Extrait à lire »
* * *

Le rejet de ces concessions en janvier ne reflète pas seulement un manque de confiance envers Moubarak et sa clique, mais aussi un manque de foi dans la capacité des dirigeant-e-s de l’élite oppositionnelle à promouvoir le type de changement que le peuple réclame. Pour beaucoup d’activistes, une des leçons amères apprises ces dernières années est que la politique de l’élite oppositionnelle de l’Égypte suit une logique très différente de celle des défenseur-e-s d’une réforme démocratique. Les dirigeant-e-s de l’opposition officielle ont montré à de nombreuses reprises qu’ils étaient prêts à abandonner leurs programmes de réformes, à abandonner n’importe quelle cause d’ailleurs, en échange d’avantages politiques très limités, comme quelques sièges au parlement ou la légalisation de leur parti. Pire encore, certains de ces dirigeants ont aidé de bon cœur le régime Moubarak à réprimer la contestation, que ce soit à l’intérieur de leurs partis ou même, parfois, dans d’autres espaces de la vie publique. Tout ceci a renforcé le sentiment que la politique officielle des élites, les partis, les parlements et les élections, ne pouvait pas constituer un moyen efficace de faire avancer des réformes profondes.
Cette conclusion a contribué en partie à l’émergence, au début des années 90, d’un nouveau secteur politique dans l’opposition, le secteur des mouvements protestataires, organisé de manière non-hiérarchique, en dehors des partis et des élections. La politique traditionnelle était laissée aux élites opportunistes et cooptées par le régime, et ces mouvements ont plutôt utilisé des tactiques conflictuelles comme les manifestations, les grèves et les occupations pour atteindre leurs objectifs politiques. C’est dans ce nouveau secteur de l’opposition que la première offensive a été préparée durant les manifestations du 25 janvier, ouvrant la voie au soulèvement de masse qui a renversé Moubarak. Ces mouvements ont complètement pris par surprise le PND [parti officiel de Moubarak avant la révolution, officiellement interdit depuis], l’opposition traditionnelle et les expert-e-s qui sondaient les élections et la politique officielle égyptienne pour y déceler des signes de démocratisation. Pour reprendre les mots de Dina Shehata [une chercheuse égyptienne en pointe sur l`analyse des mouvements sociaux], ces mouvement ont contribué au retour de la politique en Égypte. L’émergence de ces mouvements n’a pas amené mécaniquement la chute du régime Moubarak: beaucoup de ces mouvements ne s’orientaient pas au départ vers une contestation du système politique égyptien, et ce n’est qu’après avoir surmonté plusieurs obstacles sérieux que des poches d’oppositions solides ont commencé à se développer dans ce secteur. La montée en puissance des mouvements organisés de protestation a finalement transporté la politique égyptienne vers un nouveau champ politique, plus hostile aux manipulations du régime que la politique formelle des élites.

* * *

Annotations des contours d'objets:

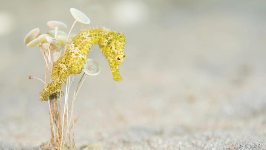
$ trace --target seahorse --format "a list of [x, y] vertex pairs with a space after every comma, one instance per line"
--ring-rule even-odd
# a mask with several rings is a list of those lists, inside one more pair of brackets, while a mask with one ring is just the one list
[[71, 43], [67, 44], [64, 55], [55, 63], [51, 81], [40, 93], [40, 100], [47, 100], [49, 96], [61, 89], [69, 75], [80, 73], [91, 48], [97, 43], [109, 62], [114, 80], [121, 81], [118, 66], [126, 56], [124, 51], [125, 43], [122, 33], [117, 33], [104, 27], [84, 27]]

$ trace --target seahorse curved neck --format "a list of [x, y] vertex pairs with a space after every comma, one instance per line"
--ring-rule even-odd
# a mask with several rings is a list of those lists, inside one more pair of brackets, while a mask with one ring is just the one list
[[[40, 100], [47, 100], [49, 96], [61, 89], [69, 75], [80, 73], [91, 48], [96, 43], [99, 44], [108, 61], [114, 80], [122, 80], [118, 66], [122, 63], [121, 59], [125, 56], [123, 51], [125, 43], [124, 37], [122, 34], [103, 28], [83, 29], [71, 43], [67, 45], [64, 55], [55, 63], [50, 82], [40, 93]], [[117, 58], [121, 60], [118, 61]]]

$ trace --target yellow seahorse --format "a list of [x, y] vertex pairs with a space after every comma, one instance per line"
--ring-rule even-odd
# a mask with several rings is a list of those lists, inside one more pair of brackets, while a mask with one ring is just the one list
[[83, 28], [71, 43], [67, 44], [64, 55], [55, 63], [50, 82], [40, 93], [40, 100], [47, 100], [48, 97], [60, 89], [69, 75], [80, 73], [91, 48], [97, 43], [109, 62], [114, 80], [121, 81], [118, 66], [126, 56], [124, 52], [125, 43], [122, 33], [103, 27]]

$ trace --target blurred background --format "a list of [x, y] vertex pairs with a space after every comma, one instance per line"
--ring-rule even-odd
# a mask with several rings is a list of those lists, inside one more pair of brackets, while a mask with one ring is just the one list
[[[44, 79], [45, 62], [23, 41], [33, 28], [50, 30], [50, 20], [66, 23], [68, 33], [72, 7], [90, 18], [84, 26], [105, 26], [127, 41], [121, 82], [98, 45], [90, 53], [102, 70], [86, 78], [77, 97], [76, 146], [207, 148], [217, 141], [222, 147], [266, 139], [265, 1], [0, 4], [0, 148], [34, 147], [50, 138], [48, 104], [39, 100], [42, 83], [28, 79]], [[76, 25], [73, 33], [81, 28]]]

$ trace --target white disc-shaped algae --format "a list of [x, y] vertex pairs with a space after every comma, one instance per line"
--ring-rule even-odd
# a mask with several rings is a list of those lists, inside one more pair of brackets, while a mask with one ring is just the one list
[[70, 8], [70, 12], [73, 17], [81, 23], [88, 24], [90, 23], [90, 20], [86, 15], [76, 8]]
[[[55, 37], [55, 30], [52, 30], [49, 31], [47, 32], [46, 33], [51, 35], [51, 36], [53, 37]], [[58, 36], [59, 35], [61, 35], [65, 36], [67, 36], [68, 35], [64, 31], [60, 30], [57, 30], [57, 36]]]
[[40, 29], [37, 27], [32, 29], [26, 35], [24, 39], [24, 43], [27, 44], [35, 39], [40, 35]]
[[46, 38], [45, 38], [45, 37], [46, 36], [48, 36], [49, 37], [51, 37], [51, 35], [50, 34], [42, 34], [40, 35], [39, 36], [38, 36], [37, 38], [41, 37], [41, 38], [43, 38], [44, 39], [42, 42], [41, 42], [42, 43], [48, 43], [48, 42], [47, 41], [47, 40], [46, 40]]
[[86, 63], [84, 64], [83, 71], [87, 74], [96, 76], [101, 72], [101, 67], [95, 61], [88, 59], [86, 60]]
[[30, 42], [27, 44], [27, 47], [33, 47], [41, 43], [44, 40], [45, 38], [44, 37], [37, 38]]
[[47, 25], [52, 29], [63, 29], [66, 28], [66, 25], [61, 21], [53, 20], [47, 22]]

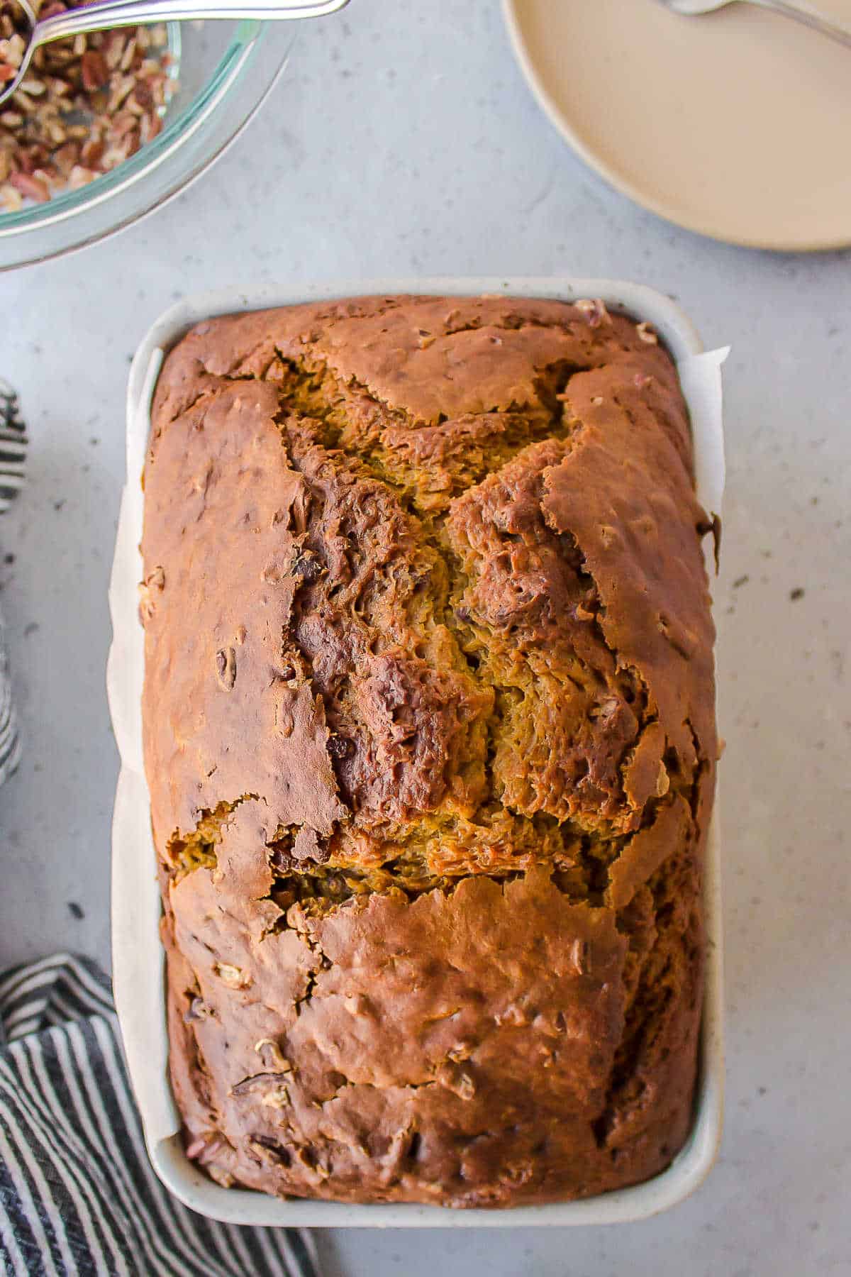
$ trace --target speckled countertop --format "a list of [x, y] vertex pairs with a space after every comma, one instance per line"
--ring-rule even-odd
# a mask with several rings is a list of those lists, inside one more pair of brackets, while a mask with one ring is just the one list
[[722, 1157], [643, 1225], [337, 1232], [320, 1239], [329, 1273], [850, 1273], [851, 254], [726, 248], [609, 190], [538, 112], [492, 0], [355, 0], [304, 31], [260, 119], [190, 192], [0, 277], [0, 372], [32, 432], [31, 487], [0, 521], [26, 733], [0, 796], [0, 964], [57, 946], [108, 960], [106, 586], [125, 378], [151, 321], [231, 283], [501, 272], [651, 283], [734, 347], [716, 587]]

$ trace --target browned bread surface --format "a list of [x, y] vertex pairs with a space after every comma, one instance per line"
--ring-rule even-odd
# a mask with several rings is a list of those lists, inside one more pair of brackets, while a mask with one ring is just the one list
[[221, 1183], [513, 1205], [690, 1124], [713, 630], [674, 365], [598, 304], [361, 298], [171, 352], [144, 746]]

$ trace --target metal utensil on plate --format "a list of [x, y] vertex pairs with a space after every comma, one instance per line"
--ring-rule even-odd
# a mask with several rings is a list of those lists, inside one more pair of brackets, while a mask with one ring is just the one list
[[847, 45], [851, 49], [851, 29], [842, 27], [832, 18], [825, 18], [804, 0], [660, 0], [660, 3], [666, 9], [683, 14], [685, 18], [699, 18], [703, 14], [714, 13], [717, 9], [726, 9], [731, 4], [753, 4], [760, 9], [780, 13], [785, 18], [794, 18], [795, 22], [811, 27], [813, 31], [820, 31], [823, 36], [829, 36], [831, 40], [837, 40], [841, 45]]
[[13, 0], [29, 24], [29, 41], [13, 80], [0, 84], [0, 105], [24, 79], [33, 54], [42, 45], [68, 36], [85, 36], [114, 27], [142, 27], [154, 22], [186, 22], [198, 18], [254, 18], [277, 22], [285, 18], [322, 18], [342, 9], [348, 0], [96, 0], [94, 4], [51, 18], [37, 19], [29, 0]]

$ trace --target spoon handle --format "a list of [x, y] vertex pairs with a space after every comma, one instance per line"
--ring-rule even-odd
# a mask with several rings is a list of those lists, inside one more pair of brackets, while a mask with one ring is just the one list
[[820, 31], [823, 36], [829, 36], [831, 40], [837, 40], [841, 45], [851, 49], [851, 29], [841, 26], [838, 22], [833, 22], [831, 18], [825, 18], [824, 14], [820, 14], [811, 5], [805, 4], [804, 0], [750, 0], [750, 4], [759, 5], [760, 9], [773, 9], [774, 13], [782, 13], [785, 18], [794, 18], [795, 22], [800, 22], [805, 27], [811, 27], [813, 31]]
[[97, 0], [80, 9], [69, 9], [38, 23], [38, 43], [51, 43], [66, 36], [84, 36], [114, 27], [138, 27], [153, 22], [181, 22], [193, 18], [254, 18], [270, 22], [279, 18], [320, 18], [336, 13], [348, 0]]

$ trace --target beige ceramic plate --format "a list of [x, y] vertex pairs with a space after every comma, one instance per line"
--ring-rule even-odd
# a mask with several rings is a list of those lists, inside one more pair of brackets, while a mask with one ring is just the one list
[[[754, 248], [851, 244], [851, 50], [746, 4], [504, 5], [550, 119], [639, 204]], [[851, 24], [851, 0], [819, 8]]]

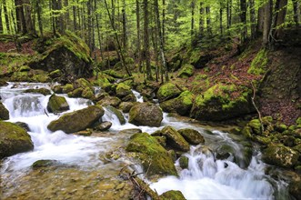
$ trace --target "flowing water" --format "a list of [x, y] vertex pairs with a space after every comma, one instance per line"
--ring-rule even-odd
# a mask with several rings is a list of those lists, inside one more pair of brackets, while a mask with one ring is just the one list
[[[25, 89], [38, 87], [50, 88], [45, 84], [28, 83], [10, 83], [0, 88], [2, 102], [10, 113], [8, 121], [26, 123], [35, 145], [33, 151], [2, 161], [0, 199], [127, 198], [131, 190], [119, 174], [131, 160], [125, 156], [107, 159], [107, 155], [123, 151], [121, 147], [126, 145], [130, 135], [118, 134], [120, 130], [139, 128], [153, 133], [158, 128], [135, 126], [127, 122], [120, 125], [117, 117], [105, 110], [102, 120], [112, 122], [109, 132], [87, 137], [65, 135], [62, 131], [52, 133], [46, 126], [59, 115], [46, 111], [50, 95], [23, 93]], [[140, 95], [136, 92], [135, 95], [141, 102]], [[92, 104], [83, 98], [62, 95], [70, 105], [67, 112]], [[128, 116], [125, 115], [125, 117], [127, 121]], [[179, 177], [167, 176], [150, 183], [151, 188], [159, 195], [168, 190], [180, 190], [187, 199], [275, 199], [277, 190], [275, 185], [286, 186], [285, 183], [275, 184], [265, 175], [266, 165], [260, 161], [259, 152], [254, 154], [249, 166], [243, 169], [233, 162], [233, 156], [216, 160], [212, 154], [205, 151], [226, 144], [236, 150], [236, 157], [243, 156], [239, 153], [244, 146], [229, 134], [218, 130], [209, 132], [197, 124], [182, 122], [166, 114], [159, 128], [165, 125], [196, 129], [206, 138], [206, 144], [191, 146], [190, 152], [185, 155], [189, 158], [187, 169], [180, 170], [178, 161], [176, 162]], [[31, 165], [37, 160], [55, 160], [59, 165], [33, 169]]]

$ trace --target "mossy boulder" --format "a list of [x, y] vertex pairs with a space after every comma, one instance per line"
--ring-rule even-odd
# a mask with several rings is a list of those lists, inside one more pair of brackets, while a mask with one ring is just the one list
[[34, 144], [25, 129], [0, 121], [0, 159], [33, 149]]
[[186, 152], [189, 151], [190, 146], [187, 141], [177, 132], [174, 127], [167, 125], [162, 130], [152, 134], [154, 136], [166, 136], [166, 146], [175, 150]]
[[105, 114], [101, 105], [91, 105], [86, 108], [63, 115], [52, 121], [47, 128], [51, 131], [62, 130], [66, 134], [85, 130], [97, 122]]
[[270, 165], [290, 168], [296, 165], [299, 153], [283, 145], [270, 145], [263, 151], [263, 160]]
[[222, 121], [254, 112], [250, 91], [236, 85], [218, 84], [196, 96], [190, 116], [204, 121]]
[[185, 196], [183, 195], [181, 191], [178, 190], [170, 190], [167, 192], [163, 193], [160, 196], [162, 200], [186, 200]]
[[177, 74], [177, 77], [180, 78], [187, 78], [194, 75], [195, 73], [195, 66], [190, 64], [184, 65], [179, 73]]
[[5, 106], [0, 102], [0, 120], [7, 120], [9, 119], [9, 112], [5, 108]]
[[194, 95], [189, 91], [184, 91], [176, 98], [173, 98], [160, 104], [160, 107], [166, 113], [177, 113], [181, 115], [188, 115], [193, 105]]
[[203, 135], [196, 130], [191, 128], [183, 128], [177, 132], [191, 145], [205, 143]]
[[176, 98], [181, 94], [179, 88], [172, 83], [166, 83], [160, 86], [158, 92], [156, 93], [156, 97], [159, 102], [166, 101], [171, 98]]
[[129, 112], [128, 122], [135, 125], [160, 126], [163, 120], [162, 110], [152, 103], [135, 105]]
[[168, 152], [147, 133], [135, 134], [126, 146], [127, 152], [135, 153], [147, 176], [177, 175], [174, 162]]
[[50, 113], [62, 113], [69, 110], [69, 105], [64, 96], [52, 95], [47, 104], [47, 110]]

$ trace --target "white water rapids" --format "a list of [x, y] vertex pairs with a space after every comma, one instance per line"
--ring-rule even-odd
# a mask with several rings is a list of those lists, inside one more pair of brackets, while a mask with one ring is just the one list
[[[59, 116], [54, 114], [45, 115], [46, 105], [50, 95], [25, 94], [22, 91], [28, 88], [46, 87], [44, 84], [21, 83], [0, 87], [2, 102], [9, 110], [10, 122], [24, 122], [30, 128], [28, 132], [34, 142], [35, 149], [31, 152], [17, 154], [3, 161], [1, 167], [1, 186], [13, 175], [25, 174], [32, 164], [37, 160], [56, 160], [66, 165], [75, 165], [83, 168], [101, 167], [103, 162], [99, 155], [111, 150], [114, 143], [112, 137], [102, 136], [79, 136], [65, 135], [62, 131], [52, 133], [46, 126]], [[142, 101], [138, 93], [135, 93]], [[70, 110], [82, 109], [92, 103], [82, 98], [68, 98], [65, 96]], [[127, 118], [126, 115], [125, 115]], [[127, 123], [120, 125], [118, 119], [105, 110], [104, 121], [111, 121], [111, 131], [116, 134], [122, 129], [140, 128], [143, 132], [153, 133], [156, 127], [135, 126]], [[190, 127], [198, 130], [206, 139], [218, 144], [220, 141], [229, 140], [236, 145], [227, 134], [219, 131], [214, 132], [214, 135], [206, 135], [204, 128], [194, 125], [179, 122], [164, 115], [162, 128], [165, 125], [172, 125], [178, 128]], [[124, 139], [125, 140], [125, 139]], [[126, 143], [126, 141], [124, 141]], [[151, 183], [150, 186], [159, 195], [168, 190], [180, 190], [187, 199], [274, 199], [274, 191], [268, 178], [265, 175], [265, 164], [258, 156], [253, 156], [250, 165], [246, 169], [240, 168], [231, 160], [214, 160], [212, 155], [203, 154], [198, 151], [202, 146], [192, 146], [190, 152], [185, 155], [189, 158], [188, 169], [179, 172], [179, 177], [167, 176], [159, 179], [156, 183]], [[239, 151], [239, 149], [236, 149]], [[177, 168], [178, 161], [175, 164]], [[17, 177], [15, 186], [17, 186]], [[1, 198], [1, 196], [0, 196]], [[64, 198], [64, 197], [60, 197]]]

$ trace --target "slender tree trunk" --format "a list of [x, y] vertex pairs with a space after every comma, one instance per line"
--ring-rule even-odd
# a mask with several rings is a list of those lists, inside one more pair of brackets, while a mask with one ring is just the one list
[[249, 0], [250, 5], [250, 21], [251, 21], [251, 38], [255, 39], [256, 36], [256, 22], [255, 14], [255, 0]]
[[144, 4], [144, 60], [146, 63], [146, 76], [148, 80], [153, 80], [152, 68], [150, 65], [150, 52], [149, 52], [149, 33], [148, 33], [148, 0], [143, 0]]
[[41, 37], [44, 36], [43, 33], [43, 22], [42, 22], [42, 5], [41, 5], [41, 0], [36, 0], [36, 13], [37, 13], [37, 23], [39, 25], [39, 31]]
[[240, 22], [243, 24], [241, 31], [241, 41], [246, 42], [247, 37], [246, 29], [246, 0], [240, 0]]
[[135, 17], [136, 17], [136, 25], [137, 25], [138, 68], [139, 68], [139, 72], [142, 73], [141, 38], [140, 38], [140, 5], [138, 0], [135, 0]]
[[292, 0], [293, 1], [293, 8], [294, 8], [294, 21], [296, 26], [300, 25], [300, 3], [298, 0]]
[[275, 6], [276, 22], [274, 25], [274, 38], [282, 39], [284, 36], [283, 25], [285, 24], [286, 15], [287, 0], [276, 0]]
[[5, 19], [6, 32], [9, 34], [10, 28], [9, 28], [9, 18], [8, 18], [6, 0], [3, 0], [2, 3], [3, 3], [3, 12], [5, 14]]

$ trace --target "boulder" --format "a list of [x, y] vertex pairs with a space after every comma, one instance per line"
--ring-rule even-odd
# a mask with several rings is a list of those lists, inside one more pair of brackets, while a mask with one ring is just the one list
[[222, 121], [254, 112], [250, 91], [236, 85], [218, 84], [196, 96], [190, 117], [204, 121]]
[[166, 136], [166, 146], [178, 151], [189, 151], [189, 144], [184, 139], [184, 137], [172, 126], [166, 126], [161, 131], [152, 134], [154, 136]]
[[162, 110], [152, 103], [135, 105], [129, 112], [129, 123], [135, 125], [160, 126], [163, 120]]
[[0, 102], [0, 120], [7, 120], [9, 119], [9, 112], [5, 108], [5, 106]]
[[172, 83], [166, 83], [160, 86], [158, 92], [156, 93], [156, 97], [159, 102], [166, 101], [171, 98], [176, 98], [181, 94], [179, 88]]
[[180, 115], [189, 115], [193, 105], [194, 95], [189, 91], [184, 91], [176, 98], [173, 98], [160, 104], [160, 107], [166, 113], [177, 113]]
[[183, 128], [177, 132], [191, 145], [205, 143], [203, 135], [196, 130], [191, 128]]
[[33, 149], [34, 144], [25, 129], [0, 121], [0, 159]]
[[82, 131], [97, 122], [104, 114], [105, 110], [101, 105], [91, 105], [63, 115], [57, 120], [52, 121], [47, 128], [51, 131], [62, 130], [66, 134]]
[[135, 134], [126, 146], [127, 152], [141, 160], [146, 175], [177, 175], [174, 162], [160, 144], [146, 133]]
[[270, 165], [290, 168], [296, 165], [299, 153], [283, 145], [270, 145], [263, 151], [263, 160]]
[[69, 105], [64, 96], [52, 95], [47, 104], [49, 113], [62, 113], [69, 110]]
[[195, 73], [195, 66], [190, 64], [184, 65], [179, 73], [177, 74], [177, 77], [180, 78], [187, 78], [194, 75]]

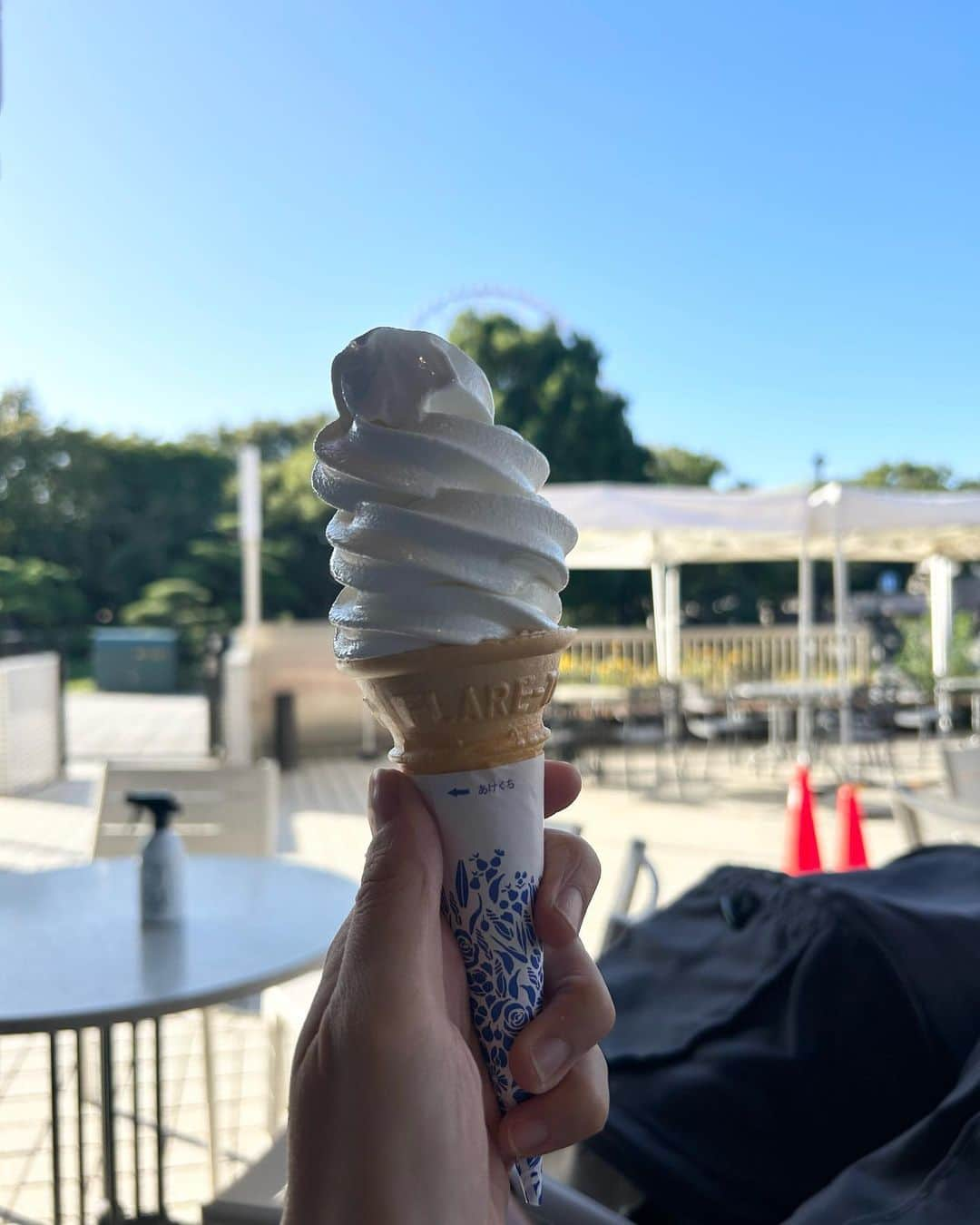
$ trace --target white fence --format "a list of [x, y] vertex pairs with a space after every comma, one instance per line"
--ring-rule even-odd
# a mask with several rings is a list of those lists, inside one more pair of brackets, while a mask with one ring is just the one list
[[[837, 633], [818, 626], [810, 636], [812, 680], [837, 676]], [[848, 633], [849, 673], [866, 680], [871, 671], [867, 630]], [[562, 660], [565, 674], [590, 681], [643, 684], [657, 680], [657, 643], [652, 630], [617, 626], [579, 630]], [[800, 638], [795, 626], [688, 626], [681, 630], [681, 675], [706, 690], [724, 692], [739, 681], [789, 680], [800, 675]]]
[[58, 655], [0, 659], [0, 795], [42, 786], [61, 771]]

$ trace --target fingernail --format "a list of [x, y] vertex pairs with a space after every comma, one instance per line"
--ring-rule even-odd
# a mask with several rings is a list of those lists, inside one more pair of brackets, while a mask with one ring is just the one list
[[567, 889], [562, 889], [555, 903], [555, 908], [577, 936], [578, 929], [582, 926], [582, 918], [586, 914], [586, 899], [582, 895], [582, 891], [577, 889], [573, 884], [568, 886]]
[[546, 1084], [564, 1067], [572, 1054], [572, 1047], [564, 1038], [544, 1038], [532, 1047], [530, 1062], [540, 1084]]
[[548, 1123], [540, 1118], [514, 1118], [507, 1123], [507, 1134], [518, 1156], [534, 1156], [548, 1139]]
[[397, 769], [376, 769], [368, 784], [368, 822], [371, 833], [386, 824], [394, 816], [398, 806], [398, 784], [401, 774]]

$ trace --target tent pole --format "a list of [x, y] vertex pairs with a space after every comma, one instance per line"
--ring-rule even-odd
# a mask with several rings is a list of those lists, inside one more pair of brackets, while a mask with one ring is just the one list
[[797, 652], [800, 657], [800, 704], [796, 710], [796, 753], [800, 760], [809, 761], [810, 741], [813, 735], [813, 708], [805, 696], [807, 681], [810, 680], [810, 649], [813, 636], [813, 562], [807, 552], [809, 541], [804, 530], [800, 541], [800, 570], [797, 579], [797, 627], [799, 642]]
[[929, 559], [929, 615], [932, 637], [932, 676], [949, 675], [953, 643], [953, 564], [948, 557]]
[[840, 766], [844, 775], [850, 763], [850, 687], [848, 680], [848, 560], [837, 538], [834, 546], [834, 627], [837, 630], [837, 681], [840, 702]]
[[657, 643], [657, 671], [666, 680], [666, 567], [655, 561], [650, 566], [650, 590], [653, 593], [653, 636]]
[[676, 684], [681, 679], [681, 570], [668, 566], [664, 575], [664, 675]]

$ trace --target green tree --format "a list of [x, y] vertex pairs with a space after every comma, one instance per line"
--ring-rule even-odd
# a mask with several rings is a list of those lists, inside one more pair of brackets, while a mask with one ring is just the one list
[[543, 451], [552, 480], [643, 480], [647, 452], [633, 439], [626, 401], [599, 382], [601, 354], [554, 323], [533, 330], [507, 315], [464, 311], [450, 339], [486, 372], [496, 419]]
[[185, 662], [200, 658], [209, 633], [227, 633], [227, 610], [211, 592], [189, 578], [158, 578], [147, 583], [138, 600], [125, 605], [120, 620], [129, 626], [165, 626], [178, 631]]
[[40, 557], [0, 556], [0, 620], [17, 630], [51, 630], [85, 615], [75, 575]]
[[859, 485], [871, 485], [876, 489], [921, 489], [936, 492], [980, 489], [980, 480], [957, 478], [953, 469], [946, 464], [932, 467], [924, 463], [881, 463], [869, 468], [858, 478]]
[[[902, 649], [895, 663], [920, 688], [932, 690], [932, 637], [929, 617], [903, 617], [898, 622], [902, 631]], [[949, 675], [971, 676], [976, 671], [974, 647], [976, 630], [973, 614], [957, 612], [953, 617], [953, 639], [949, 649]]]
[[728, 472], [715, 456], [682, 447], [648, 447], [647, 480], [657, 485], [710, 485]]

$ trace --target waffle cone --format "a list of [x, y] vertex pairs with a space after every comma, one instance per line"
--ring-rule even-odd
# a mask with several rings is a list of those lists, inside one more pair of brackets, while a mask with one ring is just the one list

* * *

Exercices à faire »
1 > Répondez à ces questions sur l'extrait sur l'opposition égyptienne et gardez les mêmes lettres dans vos réponses.
(a) En échange de quoi les dirigeant-e-s de l'opposition officielle étaient-ils prêts à abandonner leurs programmes de réformes ?
(b) À quelle période le secteur des mouvements protestataires est-il apparu ?
(c) Quelles tactiques ces mouvements ont-ils employées pour atteindre leurs objectifs politiques ?
2 > Poursuivez l'extrait sur l'opposition égyptienne à partir de sa dernière phrase.

Réponses rédigées »
1 >
(a) Ils les abandonnaient contre des avantages politiques très limités, comme quelques sièges au parlement ou la légalisation de leur parti.
(b) Ce secteur est apparu au début des années 90.
(c) Ils ont employé des tactiques conflictuelles : les manifestations, les grèves et les occupations.

2 >
Tout ça pour dire que la vague actuelle de politique conflictuelle traversant l’Égypte est, depuis l’origine, en tension avec la vie politique officielle. Le fait que les « anciens » de l’opposition traditionnelle n’aient joué qu’un rôle mineur dans la direction du soulèvement de l’hiver dernier n’est donc pas surprenant. Que ces mêmes « anciens » soient à nouveau à l’écart et impuissants au milieu de cette colère venant de Tahrir n’est donc pas plus surprenant. En réalité, le miracle de la place Tahrir en 2011 n’est pas uniquement d’avoir vaincu Moubarak et sa clique et de leur avoir fait admettre leur défaite, mais aussi d’avoir contraint les dirigeants de l’opposition à suivre et à respecter la volonté de la place, après que ces mêmes dirigeants aient préféré pendant des années négocier des miettes avec le régime plutôt que de défendre des programmes de réformes.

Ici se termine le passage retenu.